» Work instructions: Pick out each line of the records below that contains the word "Please".

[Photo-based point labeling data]
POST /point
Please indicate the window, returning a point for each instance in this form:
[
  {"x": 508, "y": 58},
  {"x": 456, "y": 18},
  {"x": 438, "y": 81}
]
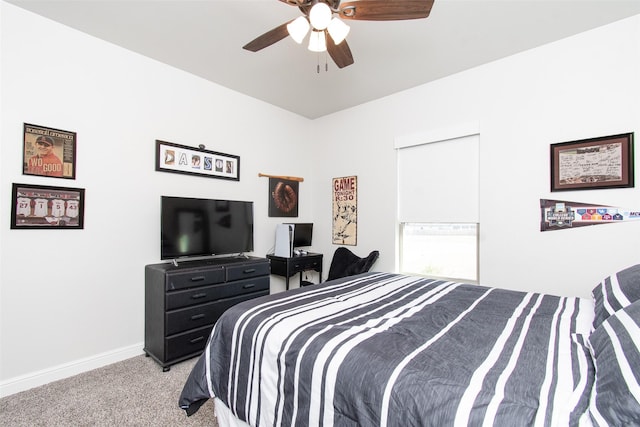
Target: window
[
  {"x": 444, "y": 250},
  {"x": 438, "y": 202}
]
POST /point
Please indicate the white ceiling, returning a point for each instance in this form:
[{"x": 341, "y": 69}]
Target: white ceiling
[{"x": 205, "y": 38}]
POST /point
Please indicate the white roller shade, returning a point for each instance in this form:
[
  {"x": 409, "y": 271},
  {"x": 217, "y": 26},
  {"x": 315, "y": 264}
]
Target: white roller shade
[{"x": 438, "y": 181}]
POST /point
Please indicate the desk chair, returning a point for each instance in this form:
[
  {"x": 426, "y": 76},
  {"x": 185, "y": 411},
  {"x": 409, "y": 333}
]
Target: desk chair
[{"x": 346, "y": 263}]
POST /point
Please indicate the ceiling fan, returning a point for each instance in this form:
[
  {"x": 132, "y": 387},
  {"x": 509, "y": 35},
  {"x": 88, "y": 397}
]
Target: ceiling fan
[{"x": 328, "y": 32}]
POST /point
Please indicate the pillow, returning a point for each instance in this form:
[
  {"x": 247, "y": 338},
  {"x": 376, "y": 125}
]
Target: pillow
[
  {"x": 615, "y": 292},
  {"x": 615, "y": 346}
]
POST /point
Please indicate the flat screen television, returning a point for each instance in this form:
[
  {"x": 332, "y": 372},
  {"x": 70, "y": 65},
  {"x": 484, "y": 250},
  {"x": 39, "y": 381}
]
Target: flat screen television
[
  {"x": 192, "y": 227},
  {"x": 302, "y": 234}
]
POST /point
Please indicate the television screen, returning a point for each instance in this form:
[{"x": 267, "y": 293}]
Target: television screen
[
  {"x": 302, "y": 234},
  {"x": 200, "y": 227}
]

» Task result:
Please indicate the window, returning a point for each instance in this form:
Please indicate the white ceiling, returning a point for each instance in this form:
Please indicate the white roller shade, returning a point for each instance in this form:
Please indicate the desk chair, returning a point for each instance in this form:
Please indicate the ceiling fan, returning a point for each instance in this form:
Please indicate the pillow, returning a point for each instance in this form:
Please indicate the flat screen television, returning a point for each instance in this form:
Please indicate the television screen, returning a point for each instance in this form:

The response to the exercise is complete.